● KUTIPAN
--- --- ---

2. Simptom gagal jantung kanan
Secara spesifik simptom gagal jantung kanan adalah non-spesifik
C. Etiologi
Penyebab gagal jantung :
1. Gangguan mekanis
a. Peningkatan beban tekanan
- Central (stenosis aorta)
- Peripheral (hipertensi sistemik)
b. Peningkatan beban volum
- Regurgitasi katup
- Pirau
- Meningkatnya preload
c. Hambatan pengisian ventrikel
- Stenosis
d. Konstriksi pericard, tamponade
e. Retriksi endokardial atau miokardial
f. Aneurisma ventrikular
2. Kelainan miokardial
a. Primer
- Kardiomiopati
- Gangguan neuromuskular
- Miokarditis
- Metabolik (DM)
- Keracunan
b. Sekunder
- Iskemia (penyakit jantung koroner)
- Gangguan metabolik
- Inflamasi
- Penyakit infiltratif (restrictive cardiomiophaty)
- Penyakit sistemik
- Penyakit paru obstruktif kronis
- Obat obatan yang mendepresi miokard
3. Gangguan irama jantung
- Ventrikular standstill
- Ventikular
- Takhikardi atau bradikardia yang ekstrim
- Gangguan konduksi
Pencetus gagal jantung :
- Hipertensi
- Infrak miokard
- Aritmia
- Anemia
- Febris
- Emboli paru
- Stres
- Infeksi
Faktor resiko tinggi terjadi CHF :
1. Hipertensi
Tekanan darah meningkat sehingga tahanan meningkat, venous return meningkat
akan berakibat preload meningkat dan stroke volume meningkat pula serta beban
jantung akan meningkat. Sel akan beradaptasi dengan keadaan ini. Lama
kelamaan menjadi hopertropi pada miokardium dan akhirnya terjadi
ketidakmampuan jantung untuk memompakan darah sesuai dengan kebutuhan
metabolismenya.

--- --- ---

● TUGAS YANG DIKERJAKAN
a: Jawab pertanyaan berikut berdasarkan kutipan tentang gagal jantung:
(i) Apa contoh "Central" untuk peningkatan beban tekanan?
(ii) Penyakit apa yang tertulis dalam kurung sesudah "Iskemia"?
(iii) Apa faktor resiko tinggi terjadinya CHF yang disebut pertama?
b: Tentukan apakah tiap pernyataan berikut sesuai dengan kutipan tentang gagal jantung. Jawab ya atau tidak, lalu kutip kata-kata yang menentukan.
(i) Pirau tergolong peningkatan beban volum.
(ii) Keracunan tercantum sebagai kelainan miokardial primer.
(iii) Simptom gagal jantung kanan bersifat spesifik.
c: Sambung kutipan tentang gagal jantung, mulai dari kalimat sesudah kalimat terakhirnya.

--- --- ---

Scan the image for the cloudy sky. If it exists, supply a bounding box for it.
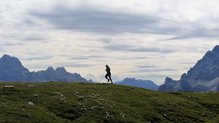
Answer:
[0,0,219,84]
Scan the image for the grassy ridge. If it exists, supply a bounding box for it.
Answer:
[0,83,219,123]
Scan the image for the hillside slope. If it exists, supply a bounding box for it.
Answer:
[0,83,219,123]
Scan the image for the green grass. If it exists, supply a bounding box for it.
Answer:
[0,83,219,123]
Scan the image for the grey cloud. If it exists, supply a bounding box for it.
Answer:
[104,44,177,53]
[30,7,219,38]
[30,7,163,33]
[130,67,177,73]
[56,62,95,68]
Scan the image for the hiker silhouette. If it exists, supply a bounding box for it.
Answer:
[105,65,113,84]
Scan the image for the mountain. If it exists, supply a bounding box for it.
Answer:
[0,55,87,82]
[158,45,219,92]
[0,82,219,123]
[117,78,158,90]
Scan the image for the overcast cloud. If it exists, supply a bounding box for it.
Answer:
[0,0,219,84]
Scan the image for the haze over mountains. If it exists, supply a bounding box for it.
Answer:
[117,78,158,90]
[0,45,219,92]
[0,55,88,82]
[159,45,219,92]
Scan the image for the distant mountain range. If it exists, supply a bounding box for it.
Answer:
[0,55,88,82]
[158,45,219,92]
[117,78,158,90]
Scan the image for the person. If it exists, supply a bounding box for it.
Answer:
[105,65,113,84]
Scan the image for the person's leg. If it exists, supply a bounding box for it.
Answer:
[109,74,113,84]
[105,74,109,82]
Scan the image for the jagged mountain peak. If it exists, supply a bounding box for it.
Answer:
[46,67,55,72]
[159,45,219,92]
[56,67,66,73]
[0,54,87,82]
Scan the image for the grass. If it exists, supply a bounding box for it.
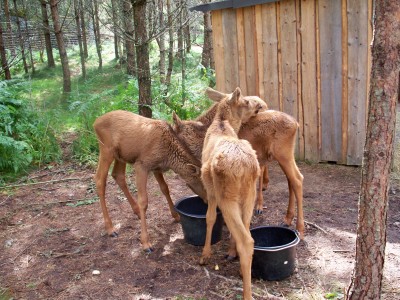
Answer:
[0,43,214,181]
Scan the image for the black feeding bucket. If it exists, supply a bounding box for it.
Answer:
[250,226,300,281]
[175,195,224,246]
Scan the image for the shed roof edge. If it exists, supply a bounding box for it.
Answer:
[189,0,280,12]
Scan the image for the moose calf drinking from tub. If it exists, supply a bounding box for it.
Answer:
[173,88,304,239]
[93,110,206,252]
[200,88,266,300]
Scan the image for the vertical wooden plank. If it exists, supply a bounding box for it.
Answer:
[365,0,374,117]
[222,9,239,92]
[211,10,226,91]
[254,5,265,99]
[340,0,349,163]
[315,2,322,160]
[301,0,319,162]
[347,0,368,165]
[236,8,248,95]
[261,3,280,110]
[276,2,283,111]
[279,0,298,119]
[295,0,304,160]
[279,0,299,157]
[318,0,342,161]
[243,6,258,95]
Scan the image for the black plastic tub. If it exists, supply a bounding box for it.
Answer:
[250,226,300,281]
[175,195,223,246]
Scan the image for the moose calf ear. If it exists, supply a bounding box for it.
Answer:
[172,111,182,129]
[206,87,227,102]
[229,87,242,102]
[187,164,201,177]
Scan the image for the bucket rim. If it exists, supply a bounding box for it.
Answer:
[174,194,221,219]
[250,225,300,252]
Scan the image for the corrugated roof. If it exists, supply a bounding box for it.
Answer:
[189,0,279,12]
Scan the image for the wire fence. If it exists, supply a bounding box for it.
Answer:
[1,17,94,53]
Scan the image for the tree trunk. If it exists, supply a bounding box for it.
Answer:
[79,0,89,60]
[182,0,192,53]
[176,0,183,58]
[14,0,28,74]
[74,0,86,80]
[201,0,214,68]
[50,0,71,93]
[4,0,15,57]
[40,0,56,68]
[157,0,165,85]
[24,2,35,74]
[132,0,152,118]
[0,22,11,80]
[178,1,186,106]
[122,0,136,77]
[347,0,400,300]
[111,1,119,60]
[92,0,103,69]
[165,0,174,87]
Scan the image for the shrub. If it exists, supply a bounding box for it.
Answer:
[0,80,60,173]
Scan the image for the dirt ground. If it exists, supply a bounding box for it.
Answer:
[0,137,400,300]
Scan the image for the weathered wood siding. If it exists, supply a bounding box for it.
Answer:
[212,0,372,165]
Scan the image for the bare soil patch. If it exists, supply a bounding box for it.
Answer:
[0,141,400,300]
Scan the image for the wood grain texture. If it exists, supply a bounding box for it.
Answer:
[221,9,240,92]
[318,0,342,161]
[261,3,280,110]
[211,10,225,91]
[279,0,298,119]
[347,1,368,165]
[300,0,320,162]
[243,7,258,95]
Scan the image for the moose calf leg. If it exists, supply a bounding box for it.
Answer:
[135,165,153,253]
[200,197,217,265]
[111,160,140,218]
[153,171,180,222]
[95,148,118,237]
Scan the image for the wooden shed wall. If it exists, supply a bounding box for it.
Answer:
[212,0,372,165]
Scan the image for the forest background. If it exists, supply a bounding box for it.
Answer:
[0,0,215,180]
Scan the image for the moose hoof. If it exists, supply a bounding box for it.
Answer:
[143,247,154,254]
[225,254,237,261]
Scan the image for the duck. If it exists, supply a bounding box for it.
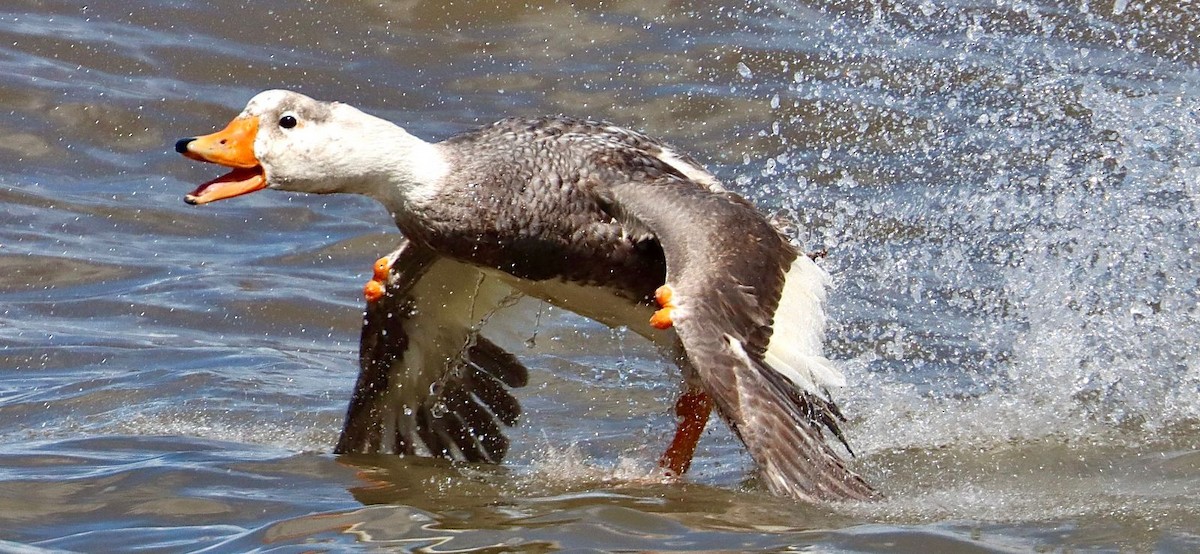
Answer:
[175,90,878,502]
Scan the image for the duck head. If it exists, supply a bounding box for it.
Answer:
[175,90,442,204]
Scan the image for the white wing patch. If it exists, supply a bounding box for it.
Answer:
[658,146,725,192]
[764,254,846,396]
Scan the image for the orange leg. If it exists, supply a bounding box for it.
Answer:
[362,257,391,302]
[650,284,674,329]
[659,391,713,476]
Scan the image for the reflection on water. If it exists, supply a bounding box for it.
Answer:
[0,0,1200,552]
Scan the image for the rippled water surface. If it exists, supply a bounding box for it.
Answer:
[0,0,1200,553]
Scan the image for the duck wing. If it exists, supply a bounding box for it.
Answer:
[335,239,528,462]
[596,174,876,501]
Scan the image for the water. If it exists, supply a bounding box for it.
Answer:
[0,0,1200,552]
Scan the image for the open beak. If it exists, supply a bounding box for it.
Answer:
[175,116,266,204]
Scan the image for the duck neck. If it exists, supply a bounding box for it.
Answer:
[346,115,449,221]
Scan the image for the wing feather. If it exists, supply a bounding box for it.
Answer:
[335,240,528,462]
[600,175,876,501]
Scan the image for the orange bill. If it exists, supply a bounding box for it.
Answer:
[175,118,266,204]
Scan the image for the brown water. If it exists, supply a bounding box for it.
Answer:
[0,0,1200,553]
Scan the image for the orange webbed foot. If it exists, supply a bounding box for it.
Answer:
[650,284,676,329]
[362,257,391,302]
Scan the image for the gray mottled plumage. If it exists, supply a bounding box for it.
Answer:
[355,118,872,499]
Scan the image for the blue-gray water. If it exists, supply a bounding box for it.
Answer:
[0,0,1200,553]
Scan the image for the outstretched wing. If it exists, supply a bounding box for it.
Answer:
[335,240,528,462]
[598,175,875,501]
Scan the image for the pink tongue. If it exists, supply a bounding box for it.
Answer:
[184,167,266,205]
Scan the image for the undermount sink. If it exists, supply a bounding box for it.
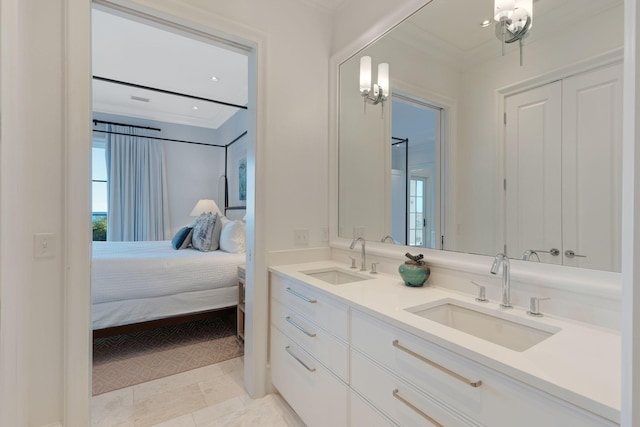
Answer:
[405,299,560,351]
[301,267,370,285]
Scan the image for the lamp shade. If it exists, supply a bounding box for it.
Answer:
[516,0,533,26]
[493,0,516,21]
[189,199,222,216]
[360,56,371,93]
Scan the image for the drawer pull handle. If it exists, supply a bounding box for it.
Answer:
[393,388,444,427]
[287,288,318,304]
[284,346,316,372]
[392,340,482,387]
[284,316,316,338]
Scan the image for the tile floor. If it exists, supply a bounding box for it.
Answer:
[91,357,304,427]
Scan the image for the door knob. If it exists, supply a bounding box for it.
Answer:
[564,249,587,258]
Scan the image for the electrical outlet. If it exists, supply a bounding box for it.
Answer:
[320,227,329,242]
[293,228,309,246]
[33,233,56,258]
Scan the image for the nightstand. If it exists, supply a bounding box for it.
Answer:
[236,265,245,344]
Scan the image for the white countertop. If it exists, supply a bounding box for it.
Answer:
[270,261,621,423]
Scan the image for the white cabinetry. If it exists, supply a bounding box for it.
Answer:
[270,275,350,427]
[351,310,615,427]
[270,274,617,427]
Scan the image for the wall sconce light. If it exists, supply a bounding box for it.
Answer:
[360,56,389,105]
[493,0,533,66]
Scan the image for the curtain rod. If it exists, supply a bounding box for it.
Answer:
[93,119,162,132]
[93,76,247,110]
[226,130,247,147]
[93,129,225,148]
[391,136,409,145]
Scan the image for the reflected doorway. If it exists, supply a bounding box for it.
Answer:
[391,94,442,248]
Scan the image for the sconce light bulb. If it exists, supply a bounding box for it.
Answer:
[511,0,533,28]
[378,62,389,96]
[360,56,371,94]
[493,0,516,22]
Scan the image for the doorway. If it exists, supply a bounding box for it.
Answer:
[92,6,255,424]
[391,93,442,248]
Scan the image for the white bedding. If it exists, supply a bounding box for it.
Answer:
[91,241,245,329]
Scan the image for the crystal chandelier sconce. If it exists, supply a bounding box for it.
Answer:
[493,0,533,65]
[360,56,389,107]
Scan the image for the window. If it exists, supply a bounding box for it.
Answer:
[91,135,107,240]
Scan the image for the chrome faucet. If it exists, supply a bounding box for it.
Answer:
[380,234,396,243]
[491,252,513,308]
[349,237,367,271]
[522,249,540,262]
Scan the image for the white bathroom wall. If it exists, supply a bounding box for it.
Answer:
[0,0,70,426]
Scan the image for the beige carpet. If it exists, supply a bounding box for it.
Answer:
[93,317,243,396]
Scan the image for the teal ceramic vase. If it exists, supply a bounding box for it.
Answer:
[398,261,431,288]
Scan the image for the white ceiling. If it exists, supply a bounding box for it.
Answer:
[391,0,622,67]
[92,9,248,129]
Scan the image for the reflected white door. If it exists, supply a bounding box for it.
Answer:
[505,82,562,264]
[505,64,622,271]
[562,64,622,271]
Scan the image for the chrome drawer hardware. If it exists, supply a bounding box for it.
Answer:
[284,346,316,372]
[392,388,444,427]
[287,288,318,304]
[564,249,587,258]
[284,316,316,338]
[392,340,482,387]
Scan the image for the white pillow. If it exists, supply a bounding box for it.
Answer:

--- --- ---

● JAWABAN TUGAS
a:
(i) Stenosis aorta.
(ii) Penyakit jantung koroner.
(iii) Hipertensi.

b:
(i) Ya. "b. Peningkatan beban volum" mencakup "- Pirau".
(ii) Ya. "a. Primer" mencakup "- Keracunan".
(iii) Tidak. "Secara spesifik simptom gagal jantung kanan adalah non-spesifik".

c:
2. Diabetes
Pada keadaan ini kadargula dalam darah akan meningkat sehingga viskositas
darah meningkat juga. Hal ini menyebabkan preload meningkat dan stroke volume
juga meningkat serta akan meningkatkan beban kerja jantung. Sel juga akan
mengadakan mekanisme adaptasi sehingga akan terjadi hipertropi miokardium
dan akan berlanjut menjadi CHF.
3. Obesitas dan kolesterol yang berlebih
Etiologi gagal jantung :
- kerusakan fungsi jantung atau penurunan fungsi otot jantung yang berasal dari
akut ataupun kronik iskemik jaringan otot jantung
- peningkatan resistensi perifer
- Tahap lanjut penyakit takiartimia (atrial fibrilasi).
- Penyakit katup, cardiomiopati atau penyebab lain
D. Klasifikasi gagal jantung (CHF)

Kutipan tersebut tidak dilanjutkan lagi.